▸ **Source text**
[Mac-telephony-list] Apple USB modem dongle

Martin Joseph via List mac-telephony-list at mactelephony.net
Thu Dec 21 03:52:20 JST 2006


On Dec 20, 2006, at 10:48 AM, Colin Anderson via List wrote:

>> 1) It's not easy to setup and or run/change.
>
> AMP makes it cake for non-tech users. Way easier than a Meridian  
> for example
>
>> 2) Is it as reliable as a dedicated PBX? Doubtful, with the crappy
>> Dell or whitebox systems many people use, or even with Apple hardware
>> for that matter.
>
> No, not 5 nines. But 4, easily. Is 4 nines good enough for your  
> org? Might
> not be. In that case you need a Panasonic or Meridian or a Mitel.
>
>> 3) Is it cheaper?  By the time you make it redundant enough to make
>> it workable, and hire enough geek talent to make it work and keep
>> working, this is questionable.

▸ **What you will do**
Copy the mailing list post word for word, from "On Dec 20, 2006, at" to "or a Mitel.".

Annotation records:

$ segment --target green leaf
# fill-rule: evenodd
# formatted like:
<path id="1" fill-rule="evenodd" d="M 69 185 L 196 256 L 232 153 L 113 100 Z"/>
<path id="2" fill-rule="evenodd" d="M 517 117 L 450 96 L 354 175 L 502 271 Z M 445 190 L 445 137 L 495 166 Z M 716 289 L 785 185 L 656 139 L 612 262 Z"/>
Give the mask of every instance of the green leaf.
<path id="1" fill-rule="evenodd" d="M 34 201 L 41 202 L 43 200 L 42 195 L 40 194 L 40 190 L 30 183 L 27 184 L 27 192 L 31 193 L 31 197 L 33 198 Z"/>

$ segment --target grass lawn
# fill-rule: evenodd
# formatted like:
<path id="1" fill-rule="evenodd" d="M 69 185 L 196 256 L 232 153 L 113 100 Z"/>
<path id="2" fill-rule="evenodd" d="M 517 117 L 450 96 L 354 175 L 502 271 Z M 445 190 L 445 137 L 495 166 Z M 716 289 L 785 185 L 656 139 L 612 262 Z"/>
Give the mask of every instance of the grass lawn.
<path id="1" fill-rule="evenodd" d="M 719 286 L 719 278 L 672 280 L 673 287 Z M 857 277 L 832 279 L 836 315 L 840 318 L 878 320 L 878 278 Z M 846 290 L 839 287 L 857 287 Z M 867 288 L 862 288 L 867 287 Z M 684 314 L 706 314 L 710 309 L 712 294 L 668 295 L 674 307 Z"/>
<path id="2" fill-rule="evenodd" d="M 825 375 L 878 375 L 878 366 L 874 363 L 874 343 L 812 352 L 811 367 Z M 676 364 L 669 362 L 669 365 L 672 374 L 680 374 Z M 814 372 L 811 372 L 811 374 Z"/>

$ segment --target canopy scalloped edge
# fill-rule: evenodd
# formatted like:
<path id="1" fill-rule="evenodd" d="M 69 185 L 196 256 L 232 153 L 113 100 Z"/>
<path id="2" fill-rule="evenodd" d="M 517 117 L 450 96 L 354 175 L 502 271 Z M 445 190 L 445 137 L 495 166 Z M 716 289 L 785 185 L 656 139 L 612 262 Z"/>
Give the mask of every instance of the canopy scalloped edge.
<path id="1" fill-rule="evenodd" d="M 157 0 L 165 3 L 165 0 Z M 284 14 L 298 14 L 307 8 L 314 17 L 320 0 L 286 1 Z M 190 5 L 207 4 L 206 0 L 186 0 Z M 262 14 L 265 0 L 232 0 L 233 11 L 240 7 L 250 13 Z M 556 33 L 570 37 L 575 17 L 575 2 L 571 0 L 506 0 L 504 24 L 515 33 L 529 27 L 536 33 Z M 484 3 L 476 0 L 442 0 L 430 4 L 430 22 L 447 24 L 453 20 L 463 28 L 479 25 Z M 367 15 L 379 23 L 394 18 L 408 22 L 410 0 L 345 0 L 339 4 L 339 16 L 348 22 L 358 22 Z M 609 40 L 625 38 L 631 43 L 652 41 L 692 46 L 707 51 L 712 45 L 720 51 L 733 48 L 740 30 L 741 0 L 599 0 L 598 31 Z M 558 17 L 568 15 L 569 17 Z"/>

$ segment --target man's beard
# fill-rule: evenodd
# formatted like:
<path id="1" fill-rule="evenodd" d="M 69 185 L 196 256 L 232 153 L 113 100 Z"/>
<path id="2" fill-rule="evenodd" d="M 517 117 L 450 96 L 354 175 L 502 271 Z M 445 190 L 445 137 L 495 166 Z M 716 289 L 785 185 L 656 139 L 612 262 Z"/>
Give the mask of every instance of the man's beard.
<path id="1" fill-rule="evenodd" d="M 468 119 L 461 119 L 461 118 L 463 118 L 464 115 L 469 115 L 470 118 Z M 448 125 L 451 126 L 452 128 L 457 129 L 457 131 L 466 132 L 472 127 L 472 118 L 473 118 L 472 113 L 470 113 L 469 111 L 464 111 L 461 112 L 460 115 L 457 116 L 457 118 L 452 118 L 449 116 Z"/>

==

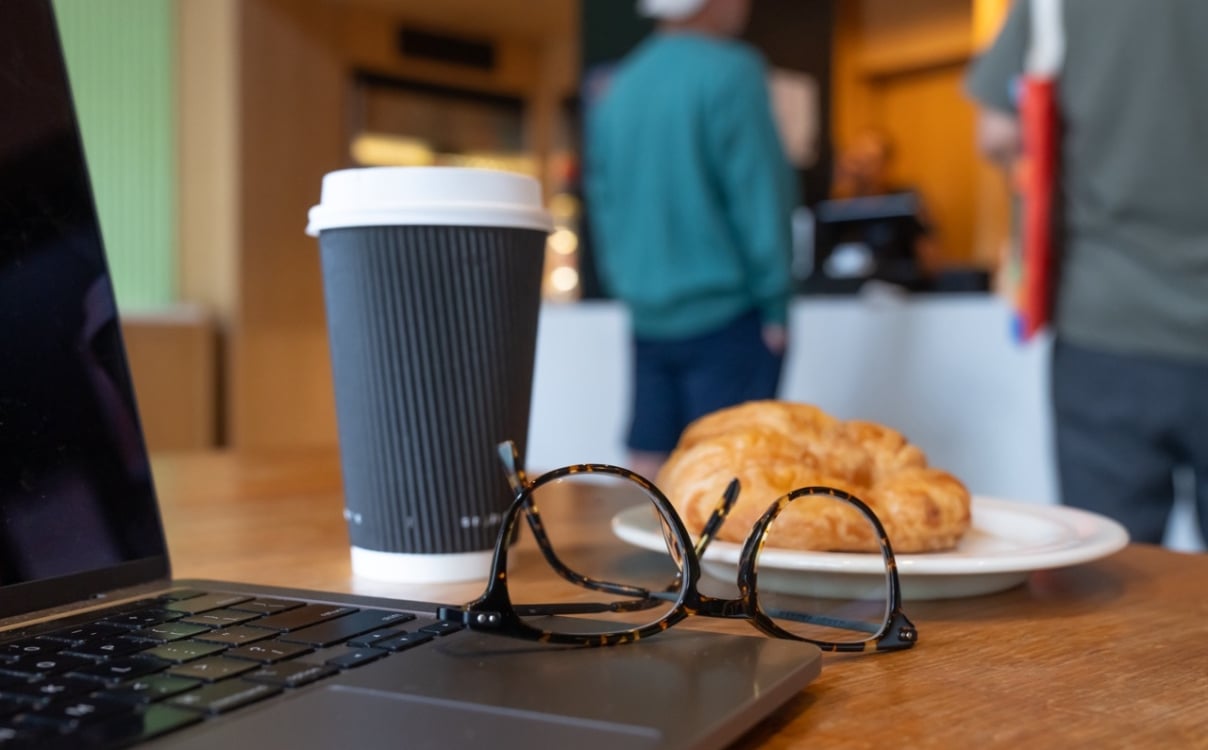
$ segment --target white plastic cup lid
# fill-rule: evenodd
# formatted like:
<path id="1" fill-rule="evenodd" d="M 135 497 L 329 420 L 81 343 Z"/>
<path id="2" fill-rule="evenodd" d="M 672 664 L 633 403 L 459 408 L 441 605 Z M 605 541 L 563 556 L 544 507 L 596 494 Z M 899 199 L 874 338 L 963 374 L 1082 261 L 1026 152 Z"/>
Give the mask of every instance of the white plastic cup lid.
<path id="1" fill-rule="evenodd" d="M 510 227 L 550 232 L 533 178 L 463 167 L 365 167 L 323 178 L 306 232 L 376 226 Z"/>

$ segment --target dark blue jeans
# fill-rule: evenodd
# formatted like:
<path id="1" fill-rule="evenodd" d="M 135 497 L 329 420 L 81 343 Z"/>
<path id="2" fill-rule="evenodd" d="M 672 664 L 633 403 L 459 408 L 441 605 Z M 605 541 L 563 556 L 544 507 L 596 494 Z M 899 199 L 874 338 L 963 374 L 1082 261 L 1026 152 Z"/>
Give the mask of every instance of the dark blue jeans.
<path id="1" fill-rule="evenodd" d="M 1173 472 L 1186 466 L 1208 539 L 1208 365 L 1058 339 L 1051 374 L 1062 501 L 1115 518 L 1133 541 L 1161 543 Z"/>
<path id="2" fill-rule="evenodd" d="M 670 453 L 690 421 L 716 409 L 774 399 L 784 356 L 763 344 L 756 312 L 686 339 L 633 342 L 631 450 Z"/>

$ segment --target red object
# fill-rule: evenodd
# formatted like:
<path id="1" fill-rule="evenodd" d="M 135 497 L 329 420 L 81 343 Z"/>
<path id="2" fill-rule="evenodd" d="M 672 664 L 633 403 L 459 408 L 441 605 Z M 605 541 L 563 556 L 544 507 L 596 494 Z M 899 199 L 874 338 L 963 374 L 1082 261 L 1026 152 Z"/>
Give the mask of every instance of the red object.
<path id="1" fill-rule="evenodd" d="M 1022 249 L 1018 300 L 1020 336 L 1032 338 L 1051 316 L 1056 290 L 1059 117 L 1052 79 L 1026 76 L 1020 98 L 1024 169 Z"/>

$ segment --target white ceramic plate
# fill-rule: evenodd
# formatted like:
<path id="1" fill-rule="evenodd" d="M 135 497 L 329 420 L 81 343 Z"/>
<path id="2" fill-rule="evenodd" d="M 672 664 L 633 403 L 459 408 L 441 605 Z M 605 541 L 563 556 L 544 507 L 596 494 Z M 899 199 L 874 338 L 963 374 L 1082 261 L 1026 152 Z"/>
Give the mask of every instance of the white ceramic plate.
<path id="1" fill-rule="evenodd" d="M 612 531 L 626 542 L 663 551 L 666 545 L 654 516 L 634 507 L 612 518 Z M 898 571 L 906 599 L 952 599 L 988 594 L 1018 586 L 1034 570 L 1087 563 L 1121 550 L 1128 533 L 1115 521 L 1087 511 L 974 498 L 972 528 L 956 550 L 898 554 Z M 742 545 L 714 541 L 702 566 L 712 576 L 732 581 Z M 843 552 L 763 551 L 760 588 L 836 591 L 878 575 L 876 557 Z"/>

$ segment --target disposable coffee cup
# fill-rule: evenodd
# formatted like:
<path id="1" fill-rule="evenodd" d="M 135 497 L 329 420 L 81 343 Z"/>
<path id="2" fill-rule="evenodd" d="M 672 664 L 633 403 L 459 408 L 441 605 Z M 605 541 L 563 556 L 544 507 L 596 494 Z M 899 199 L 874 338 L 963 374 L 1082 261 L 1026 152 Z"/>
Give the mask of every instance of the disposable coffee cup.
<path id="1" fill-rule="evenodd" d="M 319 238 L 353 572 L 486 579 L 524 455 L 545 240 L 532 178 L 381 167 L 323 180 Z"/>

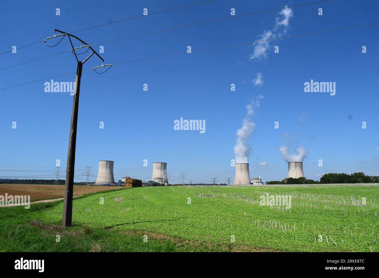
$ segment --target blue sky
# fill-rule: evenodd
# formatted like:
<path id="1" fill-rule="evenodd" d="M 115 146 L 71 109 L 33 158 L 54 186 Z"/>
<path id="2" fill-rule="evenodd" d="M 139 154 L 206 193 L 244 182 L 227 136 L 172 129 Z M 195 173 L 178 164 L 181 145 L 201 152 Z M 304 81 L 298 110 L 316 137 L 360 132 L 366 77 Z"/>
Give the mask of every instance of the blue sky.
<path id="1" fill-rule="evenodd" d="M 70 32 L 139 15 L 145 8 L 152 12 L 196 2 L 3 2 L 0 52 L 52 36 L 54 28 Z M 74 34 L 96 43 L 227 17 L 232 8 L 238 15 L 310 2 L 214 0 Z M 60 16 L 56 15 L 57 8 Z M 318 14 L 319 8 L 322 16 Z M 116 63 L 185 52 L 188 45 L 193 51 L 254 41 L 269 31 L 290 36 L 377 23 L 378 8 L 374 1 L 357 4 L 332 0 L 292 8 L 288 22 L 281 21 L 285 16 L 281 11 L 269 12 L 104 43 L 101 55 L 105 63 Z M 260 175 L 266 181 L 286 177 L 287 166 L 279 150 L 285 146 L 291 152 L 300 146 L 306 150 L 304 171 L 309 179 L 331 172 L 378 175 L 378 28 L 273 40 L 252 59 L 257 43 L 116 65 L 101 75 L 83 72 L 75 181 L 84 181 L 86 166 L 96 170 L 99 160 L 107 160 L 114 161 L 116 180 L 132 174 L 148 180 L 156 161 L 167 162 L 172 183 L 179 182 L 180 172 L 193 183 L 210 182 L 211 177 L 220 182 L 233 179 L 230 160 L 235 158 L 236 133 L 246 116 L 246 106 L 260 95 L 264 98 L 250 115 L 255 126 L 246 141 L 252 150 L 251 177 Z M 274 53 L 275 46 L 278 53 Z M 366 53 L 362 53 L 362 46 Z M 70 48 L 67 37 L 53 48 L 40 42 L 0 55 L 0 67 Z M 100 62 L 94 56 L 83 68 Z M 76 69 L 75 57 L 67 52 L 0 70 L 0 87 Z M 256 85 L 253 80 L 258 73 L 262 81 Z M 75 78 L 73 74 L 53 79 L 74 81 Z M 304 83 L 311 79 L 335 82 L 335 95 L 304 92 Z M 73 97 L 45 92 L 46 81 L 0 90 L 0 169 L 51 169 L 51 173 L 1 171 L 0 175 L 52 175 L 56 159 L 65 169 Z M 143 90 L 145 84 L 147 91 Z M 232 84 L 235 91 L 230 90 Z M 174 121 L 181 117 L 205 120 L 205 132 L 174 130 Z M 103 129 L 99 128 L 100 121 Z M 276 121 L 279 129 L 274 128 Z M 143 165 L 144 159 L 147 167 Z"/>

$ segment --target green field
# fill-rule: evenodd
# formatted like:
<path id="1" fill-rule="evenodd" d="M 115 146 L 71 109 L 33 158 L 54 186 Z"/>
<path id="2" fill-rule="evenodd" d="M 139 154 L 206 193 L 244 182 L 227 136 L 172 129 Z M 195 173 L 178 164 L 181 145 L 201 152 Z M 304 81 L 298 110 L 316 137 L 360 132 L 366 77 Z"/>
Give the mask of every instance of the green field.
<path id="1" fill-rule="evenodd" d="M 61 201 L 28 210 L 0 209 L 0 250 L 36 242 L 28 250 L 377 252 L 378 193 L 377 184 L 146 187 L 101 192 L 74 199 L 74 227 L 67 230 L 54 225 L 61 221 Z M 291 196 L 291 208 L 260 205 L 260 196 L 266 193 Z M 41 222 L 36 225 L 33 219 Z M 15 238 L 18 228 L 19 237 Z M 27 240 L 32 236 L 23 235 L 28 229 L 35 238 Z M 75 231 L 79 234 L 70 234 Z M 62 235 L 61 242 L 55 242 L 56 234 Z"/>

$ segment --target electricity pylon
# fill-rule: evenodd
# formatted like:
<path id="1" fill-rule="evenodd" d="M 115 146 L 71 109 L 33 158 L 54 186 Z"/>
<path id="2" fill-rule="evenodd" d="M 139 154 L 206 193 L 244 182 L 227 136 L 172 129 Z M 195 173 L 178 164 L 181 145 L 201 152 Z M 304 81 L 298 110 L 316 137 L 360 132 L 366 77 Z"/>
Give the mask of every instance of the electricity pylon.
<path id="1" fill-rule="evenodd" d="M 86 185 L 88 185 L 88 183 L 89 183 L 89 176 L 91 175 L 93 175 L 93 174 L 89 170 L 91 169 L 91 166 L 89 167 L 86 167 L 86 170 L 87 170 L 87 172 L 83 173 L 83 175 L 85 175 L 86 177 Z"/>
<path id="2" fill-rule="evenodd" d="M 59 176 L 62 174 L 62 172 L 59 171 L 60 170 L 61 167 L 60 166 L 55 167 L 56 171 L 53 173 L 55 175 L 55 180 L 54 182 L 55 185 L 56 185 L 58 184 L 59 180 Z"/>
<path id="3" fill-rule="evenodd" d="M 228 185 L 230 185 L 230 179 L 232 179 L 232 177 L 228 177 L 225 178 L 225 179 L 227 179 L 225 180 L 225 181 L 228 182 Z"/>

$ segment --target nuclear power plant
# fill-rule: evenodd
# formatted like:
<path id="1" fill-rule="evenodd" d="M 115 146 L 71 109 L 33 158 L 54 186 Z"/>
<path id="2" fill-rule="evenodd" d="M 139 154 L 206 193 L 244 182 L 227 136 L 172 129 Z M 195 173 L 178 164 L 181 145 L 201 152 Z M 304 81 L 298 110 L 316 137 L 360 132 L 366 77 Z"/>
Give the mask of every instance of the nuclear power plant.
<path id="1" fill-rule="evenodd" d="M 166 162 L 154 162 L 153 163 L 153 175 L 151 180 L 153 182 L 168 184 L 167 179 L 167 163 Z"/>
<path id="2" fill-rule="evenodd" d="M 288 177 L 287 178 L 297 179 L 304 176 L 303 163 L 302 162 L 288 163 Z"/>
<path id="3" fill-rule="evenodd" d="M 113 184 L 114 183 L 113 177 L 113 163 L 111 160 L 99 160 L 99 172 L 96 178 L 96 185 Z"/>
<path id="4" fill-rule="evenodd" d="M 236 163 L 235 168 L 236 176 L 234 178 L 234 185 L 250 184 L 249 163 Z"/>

▸ **Answer to this exercise**
On Dec 20, 2006, at 10:48 AM, Colin Anderson via List wrote:

>> 1) It's not easy to setup and or run/change.
>
> AMP makes it cake for non-tech users. Way easier than a Meridian  
> for example
>
>> 2) Is it as reliable as a dedicated PBX? Doubtful, with the crappy
>> Dell or whitebox systems many people use, or even with Apple hardware
>> for that matter.
>
> No, not 5 nines. But 4, easily. Is 4 nines good enough for your  
> org? Might
> not be. In that case you need a Panasonic or Meridian or a Mitel.